** Start DOCUMENT **

[SAGA-RG] Python bindings: Buffer class issue

Sat Nov 14 05:04:42 CST 2009

Quoting [Mathijs den Burger] (Nov 12 2009):
> > > >>
> > > >> Given that that memory management is automatic in Python, the notion
> > > >> of application-managed and implementation-managed Buffer disappears.
> > > >
> > > > From what I learned during the discussion in Banff, this is not
> > > > really true: one *can* allocate an array in user space and pass it
> > > > to an API by-reference, which actually makes it a application
> > > > managed memory segment.  The point in python seems to be that nobody
> > > > is doing that...
> > > 
> > > Well, in Python there is *only* by-reference parameter passing,
> > > references to objects that is. Version 2.6 introduced an io module
> > > that allows to do what you describe. One problem with this is that our
> > > JySAGA bindings can't support this new feature as Jython just reached
> > > version 2.5.1 and it looks like there is quite a long way to go to
> > > 2.6.

** End DOCUMENT **
** Start RECORD EXTRACTS **

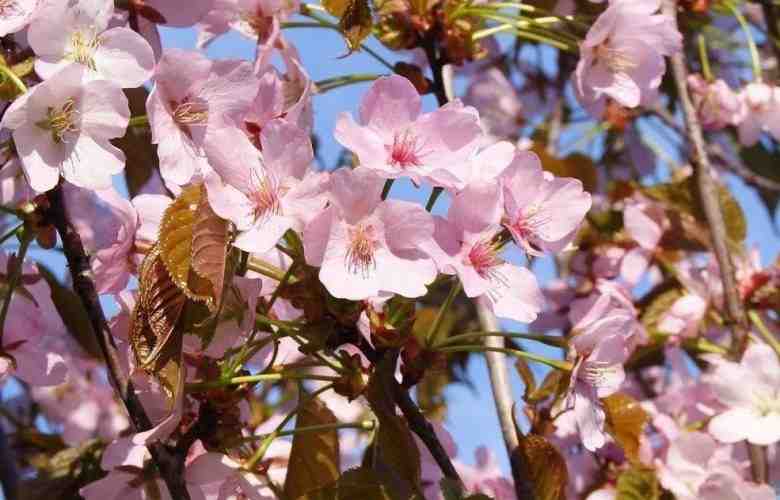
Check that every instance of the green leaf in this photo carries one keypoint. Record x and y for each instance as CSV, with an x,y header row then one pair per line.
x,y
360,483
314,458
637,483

** End RECORD EXTRACTS **
** Start RECORD EXTRACTS **

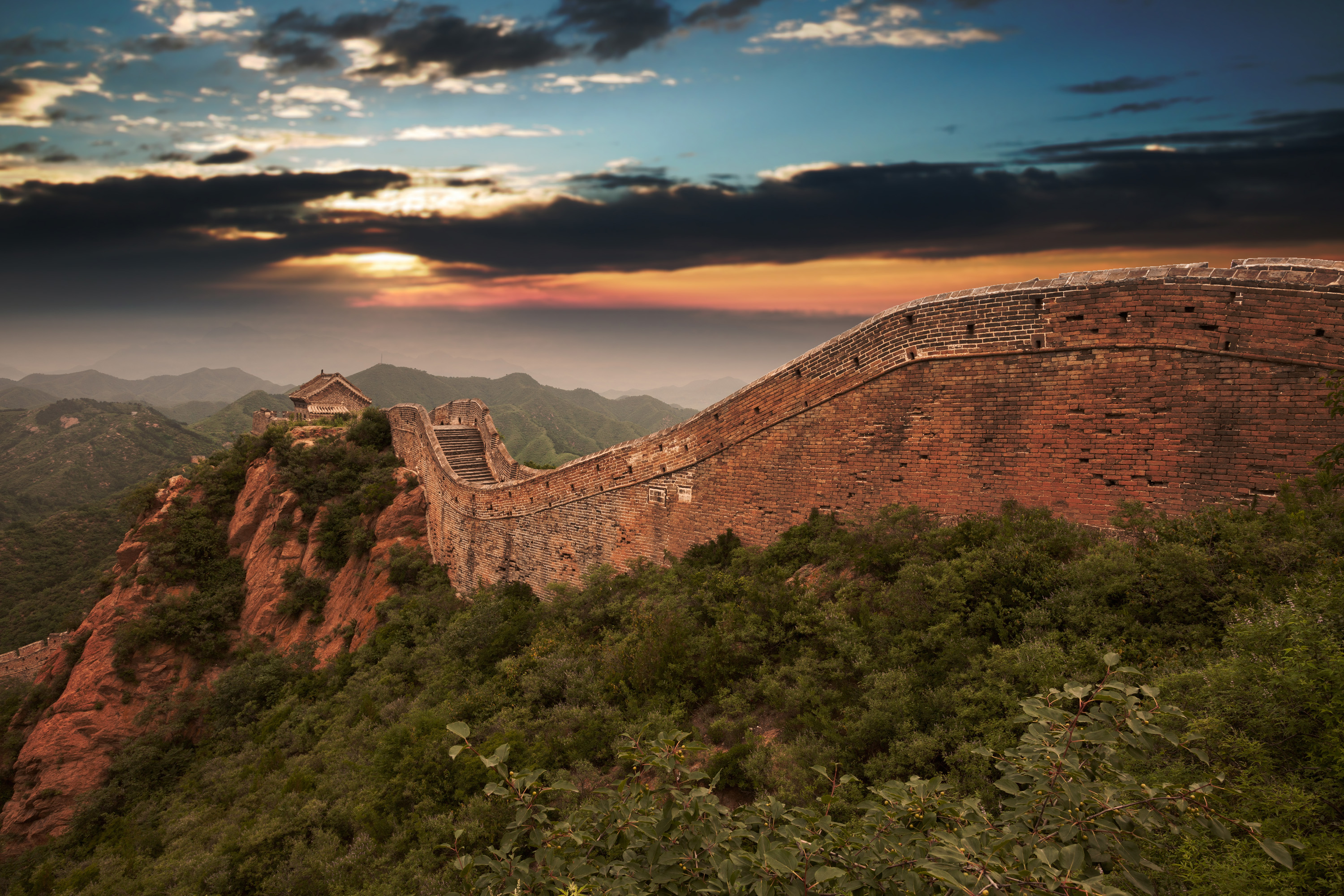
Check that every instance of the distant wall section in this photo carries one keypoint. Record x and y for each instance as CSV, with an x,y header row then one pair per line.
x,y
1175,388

** End RECORD EXTRACTS **
** Start RECORD EXTRACTS **

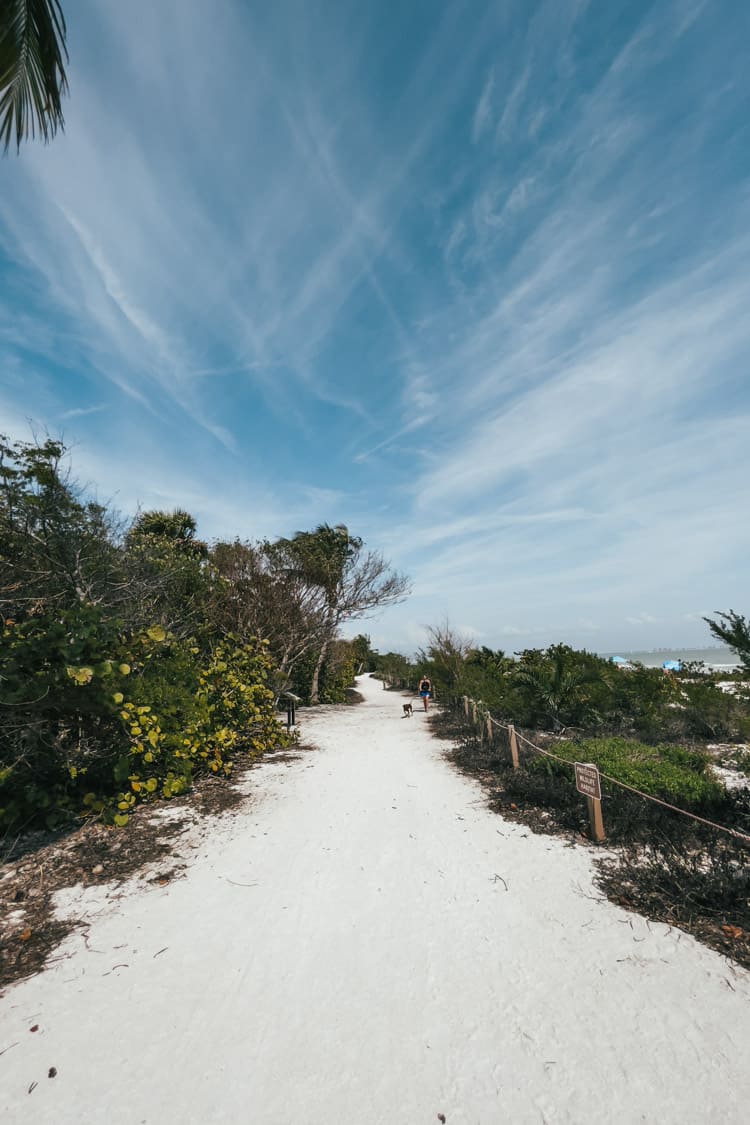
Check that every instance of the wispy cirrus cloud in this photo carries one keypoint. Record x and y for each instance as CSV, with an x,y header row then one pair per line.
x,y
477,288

** End RECORD EXTRACTS **

DIRECTION 1
According to the thread, which Python version introduced an io module?
DIRECTION 2
Extract from the thread everything from "Sat Nov 14 05:04:42" down to "implementation-managed Buffer disappears.".
DIRECTION 3
Summarize the thread in two sentences.

COMPLETE RESPONSE 1
Version 2.6.

COMPLETE RESPONSE 2
Sat Nov 14 05:04:42 CST 2009

Quoting [Mathijs den Burger] (Nov 12 2009):
> > > >>
> > > >> Given that that memory management is automatic in Python, the notion
> > > >> of application-managed and implementation-managed Buffer disappears.

COMPLETE RESPONSE 3
One participant argues that automatic memory management in Python removes the distinction between application-managed and implementation-managed Buffers, but a reply holds, based on the discussion in Banff, that an array can be allocated in user space and passed to an API by reference, although nobody seems to do so. A further reply notes that Python passes parameters only by reference and that version 2.6 added an io module enabling this, yet the JySAGA bindings cannot support it because Jython has only reached version 2.5.1.